# [TASK OBJECTIVE]
Transcribe each entry below exactly. Pictures do not go in the copy.

Image point grounding data:
_ _ _
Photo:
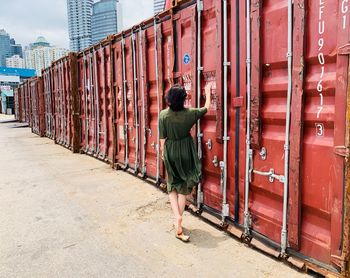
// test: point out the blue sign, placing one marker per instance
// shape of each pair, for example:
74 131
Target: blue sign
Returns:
187 58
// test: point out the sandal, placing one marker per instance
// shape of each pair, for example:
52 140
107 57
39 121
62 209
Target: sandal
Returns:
182 237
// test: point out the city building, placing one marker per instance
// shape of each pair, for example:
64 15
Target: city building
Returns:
13 76
16 49
6 101
106 19
40 42
15 62
40 55
5 47
79 23
8 47
158 6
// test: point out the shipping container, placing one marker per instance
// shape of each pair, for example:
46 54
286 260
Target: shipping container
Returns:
274 144
48 84
95 101
37 103
18 104
61 87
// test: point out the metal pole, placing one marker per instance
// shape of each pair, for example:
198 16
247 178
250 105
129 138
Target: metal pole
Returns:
85 108
284 232
92 103
199 75
143 106
248 150
226 64
135 102
96 91
105 133
125 108
158 102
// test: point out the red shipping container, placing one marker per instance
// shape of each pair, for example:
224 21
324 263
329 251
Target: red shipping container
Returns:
96 101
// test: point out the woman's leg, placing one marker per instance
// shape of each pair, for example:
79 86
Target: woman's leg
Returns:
173 196
181 200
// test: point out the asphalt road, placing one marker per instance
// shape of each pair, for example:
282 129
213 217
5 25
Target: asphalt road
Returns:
69 215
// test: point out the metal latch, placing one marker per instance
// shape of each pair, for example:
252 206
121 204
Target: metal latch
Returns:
342 151
200 6
209 144
237 102
344 49
271 175
215 161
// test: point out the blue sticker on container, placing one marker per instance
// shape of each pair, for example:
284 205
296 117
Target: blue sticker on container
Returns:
187 58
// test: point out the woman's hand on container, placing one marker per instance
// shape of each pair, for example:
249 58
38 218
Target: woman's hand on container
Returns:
207 90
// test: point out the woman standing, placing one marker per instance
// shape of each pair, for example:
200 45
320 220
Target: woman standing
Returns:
178 150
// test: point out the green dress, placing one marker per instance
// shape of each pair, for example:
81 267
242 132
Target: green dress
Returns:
180 156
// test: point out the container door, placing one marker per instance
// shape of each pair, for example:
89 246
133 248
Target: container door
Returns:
212 122
120 100
316 169
153 100
323 116
130 101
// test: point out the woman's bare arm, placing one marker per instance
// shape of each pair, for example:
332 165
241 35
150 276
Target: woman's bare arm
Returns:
207 90
162 142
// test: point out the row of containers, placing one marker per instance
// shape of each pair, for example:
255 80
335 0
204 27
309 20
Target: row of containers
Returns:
274 144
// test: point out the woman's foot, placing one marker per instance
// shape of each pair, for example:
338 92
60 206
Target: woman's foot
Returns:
182 237
178 225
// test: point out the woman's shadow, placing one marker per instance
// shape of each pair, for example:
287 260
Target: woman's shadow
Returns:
204 239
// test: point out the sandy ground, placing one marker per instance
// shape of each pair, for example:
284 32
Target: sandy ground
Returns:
69 215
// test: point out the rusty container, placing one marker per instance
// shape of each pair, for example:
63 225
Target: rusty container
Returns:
18 104
95 101
38 106
292 179
61 89
48 84
274 144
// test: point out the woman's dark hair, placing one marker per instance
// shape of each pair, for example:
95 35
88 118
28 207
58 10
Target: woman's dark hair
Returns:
176 97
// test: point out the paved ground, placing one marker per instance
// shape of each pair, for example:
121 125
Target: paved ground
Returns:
68 215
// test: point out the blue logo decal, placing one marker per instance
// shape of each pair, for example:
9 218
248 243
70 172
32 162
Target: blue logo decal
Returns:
187 58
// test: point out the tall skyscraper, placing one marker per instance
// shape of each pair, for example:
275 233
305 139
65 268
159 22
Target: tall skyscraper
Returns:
105 18
16 49
79 23
5 47
158 6
40 55
15 62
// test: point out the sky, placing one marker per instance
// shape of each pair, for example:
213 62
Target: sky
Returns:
25 20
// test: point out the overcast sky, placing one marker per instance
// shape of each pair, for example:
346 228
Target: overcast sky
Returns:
25 20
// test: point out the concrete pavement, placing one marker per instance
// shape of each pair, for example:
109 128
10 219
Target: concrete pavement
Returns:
69 215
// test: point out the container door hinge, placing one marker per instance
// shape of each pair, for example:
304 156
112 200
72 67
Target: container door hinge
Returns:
344 49
342 151
225 210
237 102
200 198
200 5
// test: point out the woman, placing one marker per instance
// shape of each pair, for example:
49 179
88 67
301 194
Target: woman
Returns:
178 150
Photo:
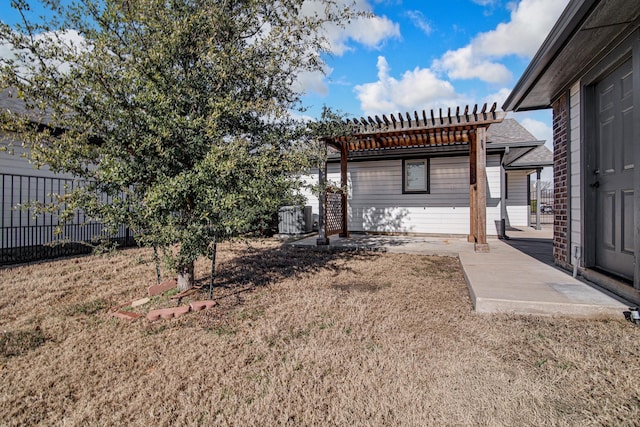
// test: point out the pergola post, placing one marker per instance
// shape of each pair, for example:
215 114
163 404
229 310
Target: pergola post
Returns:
343 184
322 239
472 189
481 190
538 194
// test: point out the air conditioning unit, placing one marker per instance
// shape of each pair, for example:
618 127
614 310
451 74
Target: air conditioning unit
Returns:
295 219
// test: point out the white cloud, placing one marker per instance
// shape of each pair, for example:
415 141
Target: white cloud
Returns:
498 97
419 20
486 2
371 31
312 81
540 130
415 90
464 64
71 39
530 22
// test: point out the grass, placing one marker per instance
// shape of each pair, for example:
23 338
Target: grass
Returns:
300 338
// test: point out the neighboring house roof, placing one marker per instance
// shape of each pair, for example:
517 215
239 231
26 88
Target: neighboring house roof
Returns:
10 101
573 47
528 158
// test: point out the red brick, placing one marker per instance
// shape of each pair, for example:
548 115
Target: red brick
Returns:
_ _ _
# [ANSWER BOX]
Photo:
// test: point out the blue sign, placing one marker per instance
// shape of each pair, for example:
74 131
Target: blue sign
Returns:
187 58
// test: point out the sandal, placing one marker per instance
// shape of each pair, for example:
52 140
107 57
39 121
62 209
Target: sandal
Returns:
182 237
// test: point out the city building, placing one marker per instance
// shape of each pair, for example:
64 15
Target: city building
Returns:
13 76
16 49
6 101
106 19
40 42
15 62
40 55
5 47
79 23
8 47
158 6
// test: point out the shipping container, placing one marker per instance
// shape of each pair, for example:
46 54
286 260
Target: shipping container
Returns:
274 144
48 84
95 101
37 103
18 104
61 87
// test: point out the metal pole, placing one marker per instance
// shape of each pair, for example:
198 16
247 178
250 105
129 138
Target: metal pole
Returns:
85 108
284 232
92 103
199 75
143 106
248 150
226 64
135 102
96 91
105 133
125 108
158 102
// test: point out the red shipping container, placing one marker per instance
// shape of each pair, for example:
224 21
324 263
329 251
Target: red shipping container
Returns:
96 101
// test: point out the woman's leg, placing one marker per instance
// shape of each pair, for example:
79 86
Target: woman's leg
Returns:
173 196
181 200
// test: point out the asphalt road, placing one marker per instance
// shape of each pair, for example:
282 129
213 217
5 25
Target: asphalt road
Returns:
69 215
// test: point out the metal latch, placing one marker per instance
// shape of each pair, for example:
252 206
121 204
Target: metal latch
Returns:
342 151
200 6
209 144
237 102
344 49
271 175
215 161
// test: point out the blue sticker on container, placing one marker per instance
// shape of each pair, for example:
284 205
296 117
Target: blue sticker on container
Returns:
187 58
// test: point out the woman's hand on container, placing one marker per instance
// shape of each pair, for example:
249 58
38 218
Target: woman's hand on container
Returns:
207 90
// test: point out the woman standing, placing one marker per instance
// shape of each pair, for example:
200 45
320 220
Target: woman standing
Returns:
178 150
// test: point out the green dress, placing one marker per instance
// shape of each pair, for example:
81 267
242 132
Target: green dress
Returns:
180 156
// test: point out the container door, placing one marker per instance
// shape of each pair, for example:
89 246
133 248
Target: container door
Returns:
212 122
120 100
316 169
153 100
323 116
130 101
// test: point out the woman's bare arm, placing one marker per instance
// shape of each pair, for example:
332 165
241 35
150 276
Target: woman's bare arm
Returns:
207 90
162 142
// test: point out the row of containers, placing one marker per instance
// shape of each pair, for example:
255 80
335 0
204 27
309 20
Target: row of containers
Returns:
274 144
// test: point out the woman's foot, placing one marker per instance
// shape of each pair, for example:
338 92
60 206
Target: woman's foot
Returns:
182 237
178 225
// test: point out the woman's shadow, placing one marker per instance
// shape of each pair, for example:
287 260
Target: woman's shadow
Returns:
204 239
// test: point out the sandy ground, placing one marker per instance
// shape of each pair, for example:
284 32
Target: sandy ground
Returns:
69 215
// test: point out the rusty container, placing one marker per instance
// shape of each pair, for example:
63 225
Target: rusty container
Returns:
18 104
95 101
38 106
292 179
61 89
48 84
274 144
// test: point out the woman's dark hair, placing one marker per instance
// shape of each pair, for example:
95 35
88 118
28 207
58 10
Target: woman's dark hair
Returns:
176 97
// test: point out the paved ground, placing one marker per instance
// shape of each pair, for example:
121 125
Target: paved ground
Returns:
68 215
// test: point out the blue logo decal, placing one marker per instance
// shape of each pair, for example:
9 218
248 243
70 172
32 162
Target: blue logo decal
Returns:
187 58
// test: point out the tall skyscraper, placing one marker per instance
// shape of each pair, for example:
275 233
305 139
65 268
159 22
Target: tall skyscraper
Returns:
105 18
16 49
79 23
5 47
158 6
40 55
15 62
// test: point out the sky, placing one marker per instance
// shape of each pair, for example:
213 62
Target: sky
Returns:
25 20
// test: point out the overcast sky, placing one marker per instance
// shape of each pair, for example:
346 228
Target: overcast sky
Returns:
25 20
// test: point out the concrete pavement, placing one marker per instance
// shape of each pair, for example:
109 128
10 219
Target: concrete pavement
Returns:
69 215
// test: point out the container door hinge, placing one marker per instance
// shape of each pair, for example:
304 156
112 200
72 67
Target: container door hinge
Returns:
344 49
342 151
225 210
237 102
200 198
200 5
// test: point out the woman, placing one marker per instance
// shape of each pair, for example:
49 179
88 67
301 194
Target: woman
Returns:
178 150
Photo:
// test: point out the pergola post, placing one marker per instance
// shape of each pair, for example:
215 114
163 404
229 310
Target: pergola post
Returns:
343 184
322 239
472 189
481 190
538 194
// test: point out the air conditioning unit, placing one marker per instance
// shape of each pair, for example:
618 127
614 310
451 74
Target: air conditioning unit
Returns:
295 219
// test: point out the white cloud, placing one marker per instance
// shape of each pair, for example:
415 141
Target: white cloud
Returns:
498 97
419 20
486 2
371 31
312 81
540 130
415 90
464 64
71 39
530 22
// test: point out the grass, placing one marker per instance
// shape of each pair, for example:
23 338
Target: grass
Returns:
300 338
// test: point out the neighboring house roof, placing one marker per instance
// shape of each pair, for example:
517 215
239 231
26 88
Target: neighboring house roof
Returns:
10 101
573 47
528 158
// test: point out the red brick, placing one marker per instance
// shape of each pair, for example:
548 115
Target: red brick
Returns:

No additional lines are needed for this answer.